== Work to be completed ==
After the line containing "column 376, row 78", copy nothing more; up to and including it, copy every line of the listing exactly from the first, leaving out the pictures.
** Opening Material shown block **
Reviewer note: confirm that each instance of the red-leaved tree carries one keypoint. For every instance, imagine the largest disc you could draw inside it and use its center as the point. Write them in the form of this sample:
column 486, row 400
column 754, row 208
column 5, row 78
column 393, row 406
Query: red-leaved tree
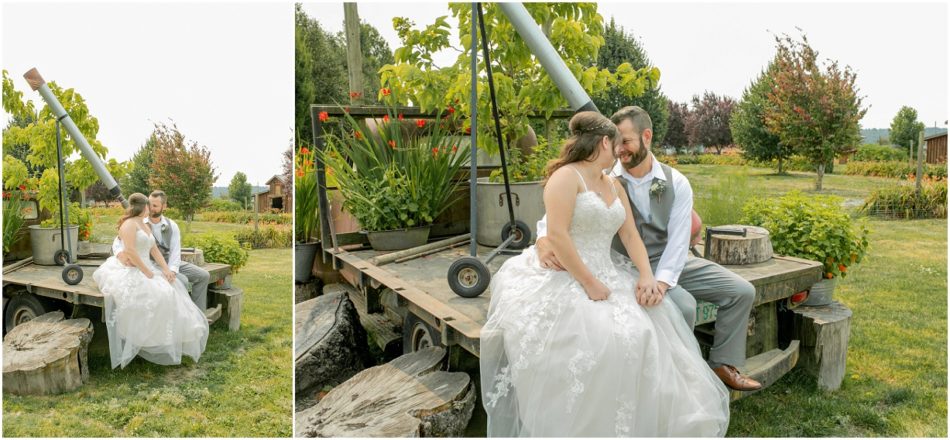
column 814, row 109
column 182, row 169
column 710, row 121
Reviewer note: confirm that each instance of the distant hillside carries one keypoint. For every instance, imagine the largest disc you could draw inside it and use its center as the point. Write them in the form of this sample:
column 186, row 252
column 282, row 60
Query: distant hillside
column 218, row 192
column 871, row 135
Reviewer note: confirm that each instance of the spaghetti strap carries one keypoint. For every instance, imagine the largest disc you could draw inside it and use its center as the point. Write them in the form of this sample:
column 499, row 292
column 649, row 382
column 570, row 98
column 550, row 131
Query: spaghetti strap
column 579, row 175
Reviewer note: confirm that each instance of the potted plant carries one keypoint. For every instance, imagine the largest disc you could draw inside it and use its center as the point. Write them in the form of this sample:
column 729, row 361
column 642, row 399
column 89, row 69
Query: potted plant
column 525, row 177
column 306, row 214
column 395, row 180
column 815, row 228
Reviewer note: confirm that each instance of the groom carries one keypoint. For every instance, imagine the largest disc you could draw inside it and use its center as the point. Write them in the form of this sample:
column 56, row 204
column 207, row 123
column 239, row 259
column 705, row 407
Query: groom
column 663, row 202
column 168, row 239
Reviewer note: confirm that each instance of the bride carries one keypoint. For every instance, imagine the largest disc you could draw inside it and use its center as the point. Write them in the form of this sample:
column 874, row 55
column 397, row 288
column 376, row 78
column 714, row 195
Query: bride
column 148, row 311
column 574, row 353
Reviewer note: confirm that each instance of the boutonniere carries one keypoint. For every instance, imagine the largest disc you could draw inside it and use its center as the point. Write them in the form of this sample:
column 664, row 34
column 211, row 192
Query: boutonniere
column 657, row 188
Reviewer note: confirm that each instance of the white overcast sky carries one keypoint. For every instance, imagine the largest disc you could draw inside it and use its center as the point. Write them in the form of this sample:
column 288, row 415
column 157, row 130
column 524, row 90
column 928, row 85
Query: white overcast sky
column 899, row 50
column 222, row 71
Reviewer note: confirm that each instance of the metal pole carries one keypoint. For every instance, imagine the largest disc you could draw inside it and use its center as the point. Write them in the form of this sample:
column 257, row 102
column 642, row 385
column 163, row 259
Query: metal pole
column 37, row 83
column 473, row 174
column 539, row 45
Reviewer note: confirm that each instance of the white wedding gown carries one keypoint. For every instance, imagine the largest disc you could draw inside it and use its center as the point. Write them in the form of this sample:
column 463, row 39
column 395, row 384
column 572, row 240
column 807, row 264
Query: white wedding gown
column 151, row 318
column 556, row 364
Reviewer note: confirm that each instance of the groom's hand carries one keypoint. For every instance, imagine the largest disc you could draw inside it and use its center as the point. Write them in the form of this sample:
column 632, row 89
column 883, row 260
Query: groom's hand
column 546, row 255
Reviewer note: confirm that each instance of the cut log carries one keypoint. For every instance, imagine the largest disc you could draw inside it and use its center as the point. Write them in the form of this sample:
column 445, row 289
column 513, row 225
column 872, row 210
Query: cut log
column 408, row 397
column 824, row 332
column 46, row 355
column 755, row 247
column 330, row 344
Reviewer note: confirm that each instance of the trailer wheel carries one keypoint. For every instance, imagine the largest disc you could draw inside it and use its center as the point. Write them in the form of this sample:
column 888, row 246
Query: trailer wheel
column 72, row 274
column 61, row 257
column 22, row 308
column 468, row 277
column 418, row 335
column 522, row 234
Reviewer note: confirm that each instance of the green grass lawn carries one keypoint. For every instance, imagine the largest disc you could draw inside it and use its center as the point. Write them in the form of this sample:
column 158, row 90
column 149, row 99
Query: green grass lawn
column 241, row 387
column 896, row 379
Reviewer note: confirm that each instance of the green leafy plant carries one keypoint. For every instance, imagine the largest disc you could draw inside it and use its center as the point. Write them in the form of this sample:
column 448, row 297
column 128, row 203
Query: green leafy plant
column 219, row 248
column 306, row 203
column 12, row 219
column 397, row 177
column 813, row 227
column 530, row 167
column 903, row 202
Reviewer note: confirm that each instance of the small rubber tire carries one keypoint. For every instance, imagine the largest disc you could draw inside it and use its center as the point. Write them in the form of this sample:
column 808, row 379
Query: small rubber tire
column 522, row 234
column 72, row 274
column 468, row 277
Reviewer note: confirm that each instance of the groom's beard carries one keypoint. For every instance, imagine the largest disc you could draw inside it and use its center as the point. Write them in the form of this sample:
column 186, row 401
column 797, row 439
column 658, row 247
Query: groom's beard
column 638, row 157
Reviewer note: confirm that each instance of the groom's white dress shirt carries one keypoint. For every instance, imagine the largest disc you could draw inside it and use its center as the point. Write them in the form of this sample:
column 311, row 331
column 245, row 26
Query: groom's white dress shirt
column 677, row 247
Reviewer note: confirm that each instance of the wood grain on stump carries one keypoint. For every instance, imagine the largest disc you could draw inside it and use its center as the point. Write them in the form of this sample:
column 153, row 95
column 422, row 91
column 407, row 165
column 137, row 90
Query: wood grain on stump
column 46, row 355
column 330, row 344
column 755, row 247
column 407, row 397
column 824, row 332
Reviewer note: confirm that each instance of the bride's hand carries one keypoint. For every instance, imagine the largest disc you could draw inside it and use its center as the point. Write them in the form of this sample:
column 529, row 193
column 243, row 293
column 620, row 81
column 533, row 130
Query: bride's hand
column 597, row 291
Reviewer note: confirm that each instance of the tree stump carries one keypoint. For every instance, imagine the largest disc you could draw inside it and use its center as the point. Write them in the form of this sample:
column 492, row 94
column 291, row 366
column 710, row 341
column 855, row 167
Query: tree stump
column 755, row 247
column 408, row 397
column 330, row 344
column 46, row 355
column 824, row 332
** Closing Material shown block **
== Answer area ==
Reviewer note: confirm that each instance of the red-leaved tree carries one keypoint. For every instance, imagine the largest disc you could draw inside it and use its center as the point. Write them in the form of this sample:
column 486, row 400
column 754, row 208
column 5, row 78
column 393, row 406
Query: red-leaved tree
column 814, row 109
column 182, row 169
column 710, row 121
Reviewer note: confirm that each instance of the distant hillside carries one keypoint. For every instance, imagine the largest disc you could draw inside it and use its center as the point. Write them in the form of this sample:
column 186, row 252
column 282, row 60
Query: distant hillside
column 218, row 192
column 871, row 135
Reviewer note: confirm that each instance of the spaghetti strap carries one keypoint. For every instance, imagine the largest disc you could draw inside it and use its center as the point. Write them in the form of this sample:
column 499, row 292
column 649, row 382
column 570, row 98
column 550, row 131
Query: spaghetti strap
column 579, row 175
Reviewer note: confirm that each instance of the potted plant carries one keypoint. For every instance, imagine the largest disc you could draw inside it and use its center as the point. Write them in the form of this sample:
column 729, row 361
column 642, row 399
column 89, row 69
Query: potted plant
column 525, row 177
column 306, row 214
column 395, row 180
column 815, row 228
Reviewer note: confirm that each instance of the groom carries one keypoint. For every instance, imagine the largest disc you could draw inside it and use its center as the point. Write them in the form of this sample:
column 56, row 204
column 207, row 123
column 239, row 259
column 705, row 407
Query: groom
column 663, row 202
column 168, row 239
Reviewer note: confirm that each instance of the bride carries one keypoint. For every instance, imagine the largest disc you could draw inside it and use its center as the point. Write them in the form of this sample:
column 874, row 55
column 397, row 288
column 376, row 78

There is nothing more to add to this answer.